**STUDY TEXT**.
"""

Canada’s acute care system is working well.
It’s long-term care that needs work.
North Okanagan-Shuswap MP Mel Arnold and the Canadian Medical Association co-hosted a roundtable in Vernon at the Schubert Centre Wednesday with local healthcare service stakeholders to discuss future health care and development of a new health accord that the federal government is negotiating with the provinces and territories.
The CMA made a presentation and the co-hosts were able to hear from local organizations involved in health care including North Okanagan and Shuswap hospice associations, hospital foundations, First Nations and others.
“One thing that was fairly clear in the discussions, almost reaching consensus, was that the acute care system seems to be working reasonably well,” said Arnold.
“It’s the long-term care system that needs to be looked at. Long-term care for seniors. The way the system was developed years ago just doesn’t work anymore. Hospitals aren’t really meant to be long-term care facilities.”
The federal government has committed to delivering a new health accord in the coming year and this is expected to establish the conditions and formulas governing the transfer of federal funds for healthcare.

"""

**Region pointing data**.
"""

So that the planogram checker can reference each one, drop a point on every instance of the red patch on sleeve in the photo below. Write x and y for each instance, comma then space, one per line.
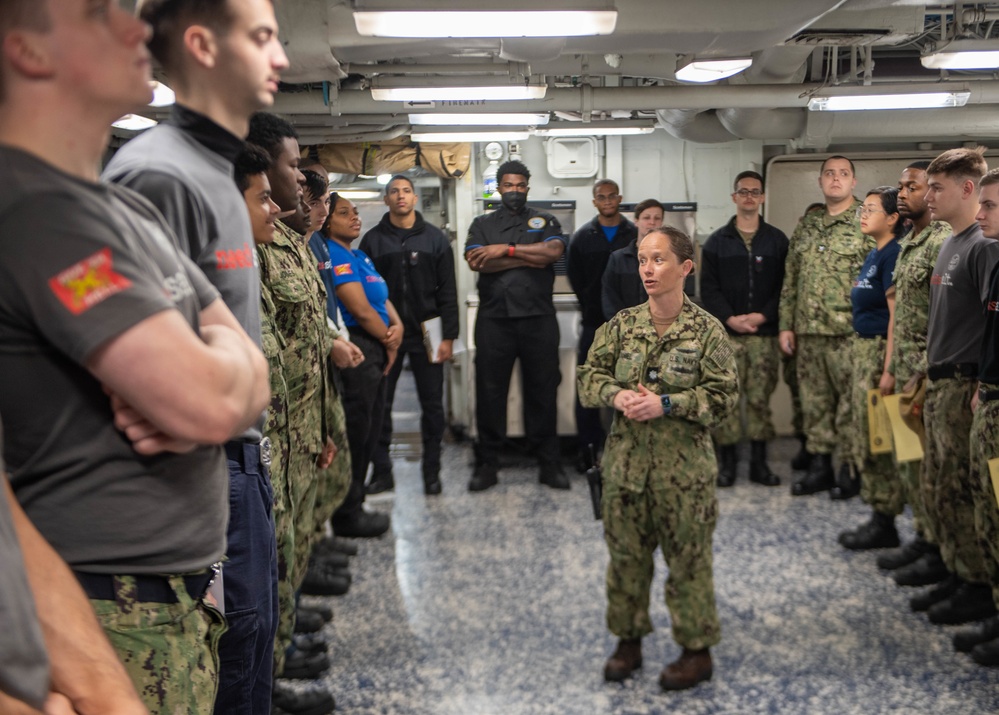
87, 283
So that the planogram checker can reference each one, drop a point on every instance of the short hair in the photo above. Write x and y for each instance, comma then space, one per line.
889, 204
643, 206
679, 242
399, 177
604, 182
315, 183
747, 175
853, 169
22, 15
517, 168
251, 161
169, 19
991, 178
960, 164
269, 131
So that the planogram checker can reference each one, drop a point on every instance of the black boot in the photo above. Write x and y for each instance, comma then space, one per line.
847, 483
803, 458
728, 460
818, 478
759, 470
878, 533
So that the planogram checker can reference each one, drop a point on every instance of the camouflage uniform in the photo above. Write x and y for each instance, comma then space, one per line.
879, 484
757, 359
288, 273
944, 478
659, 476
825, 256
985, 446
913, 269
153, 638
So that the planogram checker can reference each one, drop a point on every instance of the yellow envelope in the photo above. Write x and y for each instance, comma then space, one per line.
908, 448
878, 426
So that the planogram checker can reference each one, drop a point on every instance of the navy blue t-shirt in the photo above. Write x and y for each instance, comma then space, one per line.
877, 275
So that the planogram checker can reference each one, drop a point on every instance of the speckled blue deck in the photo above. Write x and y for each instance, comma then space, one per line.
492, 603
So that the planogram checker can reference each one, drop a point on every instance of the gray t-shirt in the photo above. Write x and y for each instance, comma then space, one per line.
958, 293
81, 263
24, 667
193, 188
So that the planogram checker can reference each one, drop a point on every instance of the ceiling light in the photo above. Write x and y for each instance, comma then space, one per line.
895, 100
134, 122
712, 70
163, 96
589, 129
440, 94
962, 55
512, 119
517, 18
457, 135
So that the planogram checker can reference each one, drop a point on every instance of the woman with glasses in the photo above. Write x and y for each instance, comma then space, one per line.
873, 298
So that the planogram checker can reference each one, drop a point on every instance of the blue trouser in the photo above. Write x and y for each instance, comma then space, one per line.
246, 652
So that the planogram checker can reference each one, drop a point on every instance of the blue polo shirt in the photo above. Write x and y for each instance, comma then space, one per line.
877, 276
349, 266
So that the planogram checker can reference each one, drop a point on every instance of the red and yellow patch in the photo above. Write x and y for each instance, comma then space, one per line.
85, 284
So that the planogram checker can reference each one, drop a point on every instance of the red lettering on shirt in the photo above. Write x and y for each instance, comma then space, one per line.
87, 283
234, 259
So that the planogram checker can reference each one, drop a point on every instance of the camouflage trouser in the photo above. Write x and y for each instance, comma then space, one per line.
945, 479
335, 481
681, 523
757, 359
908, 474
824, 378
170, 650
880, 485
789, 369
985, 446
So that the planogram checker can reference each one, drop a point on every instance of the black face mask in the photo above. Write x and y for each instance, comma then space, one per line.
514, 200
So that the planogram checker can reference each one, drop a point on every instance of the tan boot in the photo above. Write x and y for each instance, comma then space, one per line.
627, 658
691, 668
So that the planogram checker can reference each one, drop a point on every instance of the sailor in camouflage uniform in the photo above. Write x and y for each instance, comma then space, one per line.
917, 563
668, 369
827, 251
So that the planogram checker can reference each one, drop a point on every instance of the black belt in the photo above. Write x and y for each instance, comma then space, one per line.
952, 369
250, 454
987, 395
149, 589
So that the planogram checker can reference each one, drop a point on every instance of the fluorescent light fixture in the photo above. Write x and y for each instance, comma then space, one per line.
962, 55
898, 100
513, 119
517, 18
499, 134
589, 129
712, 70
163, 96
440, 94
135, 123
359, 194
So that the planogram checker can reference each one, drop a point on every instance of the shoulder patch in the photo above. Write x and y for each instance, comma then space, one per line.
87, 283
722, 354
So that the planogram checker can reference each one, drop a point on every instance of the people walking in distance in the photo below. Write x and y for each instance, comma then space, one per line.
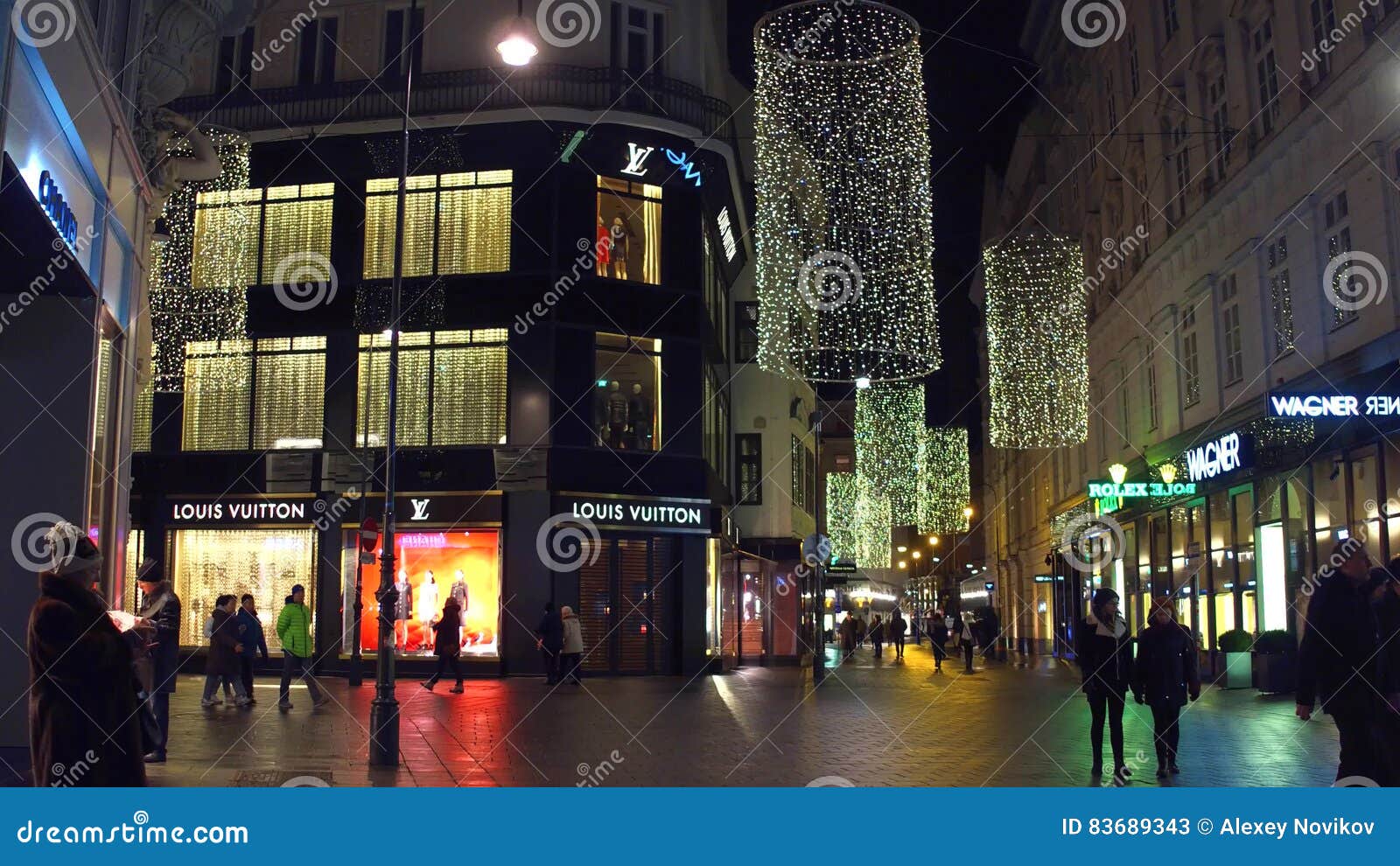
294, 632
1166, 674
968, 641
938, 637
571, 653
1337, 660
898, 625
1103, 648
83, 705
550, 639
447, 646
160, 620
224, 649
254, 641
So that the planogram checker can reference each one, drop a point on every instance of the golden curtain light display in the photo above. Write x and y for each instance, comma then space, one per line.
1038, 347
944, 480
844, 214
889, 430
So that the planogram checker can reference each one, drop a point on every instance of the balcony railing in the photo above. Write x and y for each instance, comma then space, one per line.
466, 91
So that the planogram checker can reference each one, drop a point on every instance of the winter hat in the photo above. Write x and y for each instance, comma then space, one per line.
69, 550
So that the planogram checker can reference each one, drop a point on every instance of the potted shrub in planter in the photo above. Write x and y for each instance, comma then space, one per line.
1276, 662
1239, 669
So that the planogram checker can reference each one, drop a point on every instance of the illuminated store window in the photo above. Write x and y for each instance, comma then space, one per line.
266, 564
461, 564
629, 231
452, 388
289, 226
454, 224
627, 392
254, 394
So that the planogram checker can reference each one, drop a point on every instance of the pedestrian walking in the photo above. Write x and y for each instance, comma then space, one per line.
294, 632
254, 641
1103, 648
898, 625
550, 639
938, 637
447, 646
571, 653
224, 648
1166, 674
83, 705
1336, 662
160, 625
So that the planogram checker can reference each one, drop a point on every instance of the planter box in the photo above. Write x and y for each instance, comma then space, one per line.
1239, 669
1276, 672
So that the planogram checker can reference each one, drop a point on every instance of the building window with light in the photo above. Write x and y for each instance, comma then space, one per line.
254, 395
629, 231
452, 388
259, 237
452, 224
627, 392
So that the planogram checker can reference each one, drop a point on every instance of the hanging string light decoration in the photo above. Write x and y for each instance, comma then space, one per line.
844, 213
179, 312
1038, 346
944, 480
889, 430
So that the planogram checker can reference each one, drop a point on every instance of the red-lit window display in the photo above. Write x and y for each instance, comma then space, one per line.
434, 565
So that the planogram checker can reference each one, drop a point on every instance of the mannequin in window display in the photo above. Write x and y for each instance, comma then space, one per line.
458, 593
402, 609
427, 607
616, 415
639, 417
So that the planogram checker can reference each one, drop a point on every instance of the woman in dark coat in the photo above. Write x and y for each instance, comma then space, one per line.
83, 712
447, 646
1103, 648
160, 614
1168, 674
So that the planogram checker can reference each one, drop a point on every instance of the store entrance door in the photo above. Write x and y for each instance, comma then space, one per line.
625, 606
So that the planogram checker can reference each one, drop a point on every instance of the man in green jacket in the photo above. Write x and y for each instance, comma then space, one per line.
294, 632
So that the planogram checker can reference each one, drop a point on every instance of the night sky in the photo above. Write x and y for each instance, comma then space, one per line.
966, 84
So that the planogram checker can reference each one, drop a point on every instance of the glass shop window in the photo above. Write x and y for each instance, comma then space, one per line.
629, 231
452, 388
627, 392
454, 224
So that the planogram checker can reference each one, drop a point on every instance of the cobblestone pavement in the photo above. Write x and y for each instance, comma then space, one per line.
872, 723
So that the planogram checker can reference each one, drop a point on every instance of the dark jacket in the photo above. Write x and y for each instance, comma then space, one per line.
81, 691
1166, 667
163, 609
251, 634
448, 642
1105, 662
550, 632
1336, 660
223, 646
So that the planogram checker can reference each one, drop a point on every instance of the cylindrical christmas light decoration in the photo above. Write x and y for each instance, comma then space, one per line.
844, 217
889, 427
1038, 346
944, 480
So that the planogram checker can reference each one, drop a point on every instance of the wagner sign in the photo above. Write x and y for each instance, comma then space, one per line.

"""

**PROBLEM STATEMENT**. Take the article on the Vernon health care roundtable further, starting after its last sentence. The material above was drawn from a separate source.

**EXERCISE RESPONSE**.
“The Canadian Medical Association believes a new health accord between the federal government and provinces and territories, with special emphasis on our seniors, is the best opportunity we have to improve standards of care and ensure our dollars are invested in real change for our health care system,” said Dr. Cindy Forbes, CMA president.
Arnold sits in opposition in the Legislature. His role in the round-table discussion was to listen.
“Most of the people felt the changes and ideas and innovations (for the health accord) will need to come from communities and front-line people, and not necessarily from government,” said Arnold.
“I’m here to hear from the communities and people and put the information into a paper that I’ll submit to the health minister or health committee and hopefully see some of the ideas incorporated into the new health accord.”
The last health accord was developed more than 50 years ago and has, said Arnold, become outdated.
The discussion Wednesday lasted more than two hours.
“The ongoing government negotiations with the provinces and territories will have a profound impact on the future of health care in Canada,” said Arnold.
“I appreciate the input received today from the Canadian Medical Association and local healthcare stakeholders. It certainly helps me advocate for what our local communities need.”